• _Passage_
──────────────────────────────

Bad breath kills intimacy. This is how to sort it out
What you need to know:
Halitosis commonly happens when certain types of bacteria have colonised the back of the tongue
Winnie and Fred were on the verge of separating after seven years of marriage. Winnie had actually made up her mind to leave but on second thought came to the Sexology Clinic to seek advice.
“You know how hard it is to arrive at these decisions,” she explained looking distant and staring at the horizon, “I’m not sure what will happen to my children, I wonder how my parents will react, it is difficult.”
Winnie has three children, with the youngest being two. She is a high school teacher. Fred is a businessman running a fleet of lorries that transports agricultural goods from rural areas to the city. Their marriage has been facing serious difficulties and they have not been sexually intimate for eight months.
“Well, you are in a sexless relationship,” I explain, “when you have sex less than 15 times in a year then the marriage is defined as sexless.”
There was silence. Winnie looks down, her eyes fixed on her feet. She then lifts her head and looks at me. There are tears welling up in her eyes.
“I do not want to do this, I do not want a divorce, I wish there was a better option, please help me,” she says, tears rolling down her cheeks. Her distress is obvious.
Winnie’s problem is that her husband has bad breath. It had increasingly become intolerable. She could no longer talk to him in close proximity. She could not kiss him. When in bed she requested him to face away from her.
While dating, Winnie always gave him mint to chew. She advised him to brush after meals. She would buy him potent toothpaste.
“I avoided telling him directly about the bad breath because I knew it would kill his ego, I hoped that my actions would make him realise his problem,” Winnie explains.
After marriage, it became more and more difficult for Winnie to control Fred. The mouth odour got intense by the day. In her frustration, she diverted her attention to her children.
“I have reached my limit, I cannot move close to him, we are not intimate at all,” she says.

──────────────────────────────

• _Input data_
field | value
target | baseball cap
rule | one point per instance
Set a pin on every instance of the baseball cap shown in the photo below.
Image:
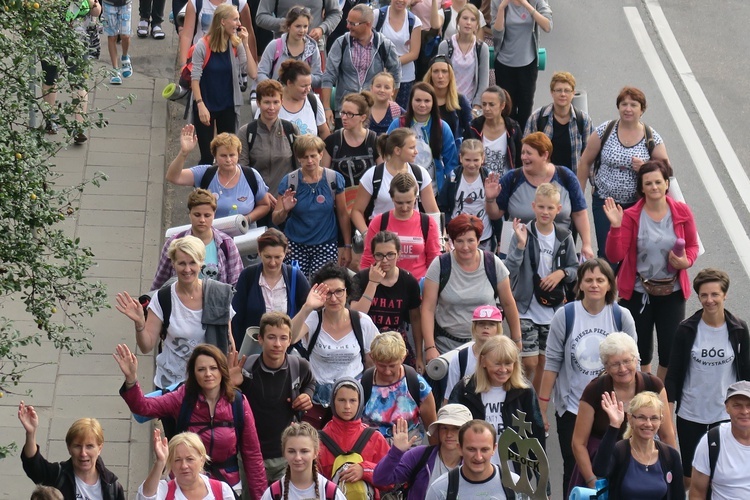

──────────────────────────────

• _What is required_
Proceed with the article on bad breath and intimacy, starting after its last sentence. The material is not needed here.

• _Output of the task_
But Fred continued to demand sex. Sometimes he forced her into it. He was in fact beginning to turn violent whenever Winnie pushed him away. It was for this reason that Winnie thought it was safer to separate. She told him that she wanted a divorce. His reply was that they were as good as divorced already and she could proceed with her plans. That reply was a wake-up call. It made her realise how much they had drifted apart. She had to take immediate action to remedy the situation or leave altogether.
Bad breath, I explain to Winnie, is a common problem and an intimacy breaker. It is also called halitosis. Telling your partner that his or her breath is terrible can land you in trouble. It can make them lose self-confidence. Yet keeping quiet about it does not help either and can endanger the sustainability of the relationship.
“But what causes it? Can it not be cured?” Winnie asks.
Halitosis commonly happens when certain types of bacteria have colonised the back of the tongue. They may also spread to the gums. The bacteria break down proteins releasing bad-smelling chemicals. Treatment involves eliminating the bacteria and maintaining good oral hygiene to prevent recurrence.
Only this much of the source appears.